§ Raw data:
============================================================
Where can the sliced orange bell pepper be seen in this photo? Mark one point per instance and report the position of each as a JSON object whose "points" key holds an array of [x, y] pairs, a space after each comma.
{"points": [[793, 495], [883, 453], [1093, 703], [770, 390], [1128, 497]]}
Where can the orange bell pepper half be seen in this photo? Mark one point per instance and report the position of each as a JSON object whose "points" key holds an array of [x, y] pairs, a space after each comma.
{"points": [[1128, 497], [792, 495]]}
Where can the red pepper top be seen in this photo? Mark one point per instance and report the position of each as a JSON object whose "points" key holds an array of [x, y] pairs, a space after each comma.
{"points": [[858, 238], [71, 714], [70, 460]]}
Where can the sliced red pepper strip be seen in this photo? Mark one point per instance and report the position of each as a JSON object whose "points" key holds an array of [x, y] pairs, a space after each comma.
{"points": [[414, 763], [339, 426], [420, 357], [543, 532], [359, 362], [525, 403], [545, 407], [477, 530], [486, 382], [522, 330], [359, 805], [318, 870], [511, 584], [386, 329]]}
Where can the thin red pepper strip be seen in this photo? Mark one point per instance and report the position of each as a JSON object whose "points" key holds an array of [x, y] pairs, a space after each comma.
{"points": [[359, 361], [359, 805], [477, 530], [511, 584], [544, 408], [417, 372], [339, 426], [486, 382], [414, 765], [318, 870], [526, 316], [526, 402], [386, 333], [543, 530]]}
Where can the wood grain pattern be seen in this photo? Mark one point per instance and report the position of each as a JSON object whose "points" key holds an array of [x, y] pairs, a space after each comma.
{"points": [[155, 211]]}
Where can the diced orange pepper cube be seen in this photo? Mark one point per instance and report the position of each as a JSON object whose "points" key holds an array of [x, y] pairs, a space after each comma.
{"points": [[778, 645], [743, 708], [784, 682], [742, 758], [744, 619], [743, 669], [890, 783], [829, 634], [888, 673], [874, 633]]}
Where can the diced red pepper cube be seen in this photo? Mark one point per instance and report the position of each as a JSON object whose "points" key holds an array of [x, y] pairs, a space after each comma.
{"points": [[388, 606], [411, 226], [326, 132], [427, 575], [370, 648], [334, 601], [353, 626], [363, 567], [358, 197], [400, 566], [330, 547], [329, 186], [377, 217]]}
============================================================
§ Exercise details:
Rewrite every one of the records above, replacing "red pepper" with "red capsicum" wherever it occurs and leaving everything else unchanged.

§ Task output:
Where can the sliced orange bell pepper be seen in this photo? Mark one point per instance and report the position of each as a JSON object whose "points" key holds an array of [x, y] pairs, a space after each comma.
{"points": [[793, 495], [883, 453], [1093, 703], [770, 390], [1128, 497]]}
Where can the orange bell pepper half be seen in this photo? Mark one point per instance and report the position of each as a JSON object whose "points" key holds an array of [x, y] pairs, a space after each comma.
{"points": [[1128, 497], [792, 495]]}
Where can the red capsicum top be seen in this photo? Mark one point per instance and report the position of each as a JSON object whose "points" key holds an array of [x, y] pairs, a space after each comma.
{"points": [[858, 238], [71, 714], [70, 460]]}
Where can the sliced red capsicum strip be seen in this photo? Mark one point per instance and report the position of each as a JSON object whose "points" key holds an array of [x, y] pairs, a space after each comma.
{"points": [[414, 763], [339, 426], [420, 357], [543, 532], [359, 362], [525, 403], [545, 407], [477, 530], [486, 382], [522, 330], [359, 805], [318, 870], [511, 584], [386, 329]]}
Where can the thin red capsicum strip be seen in this photo? Mark one point per instance and report the position of each as a JSON object whose "points" key holds an array of [x, y] pairs, a space after each comma.
{"points": [[359, 361], [359, 805], [477, 530], [511, 584], [544, 408], [417, 372], [339, 426], [486, 382], [414, 765], [318, 870], [526, 316], [526, 402], [386, 333], [543, 530]]}
Where can the wood grain pattern be seen in this photo? Mark one point per instance and report the position of each as a JSON object whose "points" key holds an array of [x, y] pairs, a space after each comma.
{"points": [[155, 211]]}
Where can the diced orange pepper cube be seen in this photo? Mark one point per instance and report the position of each as a JSON object whose "points" key holds an array of [x, y] pairs, a space after each comma.
{"points": [[778, 645], [743, 708], [784, 682], [742, 758], [744, 619], [743, 669], [890, 783], [829, 634], [888, 673], [874, 633]]}
Where can the diced red capsicum cube be seen in this photo? Mark one point per instance and report the position of each as a JSON object whose "points" key holds an array of [x, y] pairs, a space after each comma.
{"points": [[388, 606], [411, 226], [326, 132], [427, 575], [370, 648], [334, 601], [353, 626], [363, 567], [358, 197], [400, 566], [330, 547], [329, 186], [377, 217]]}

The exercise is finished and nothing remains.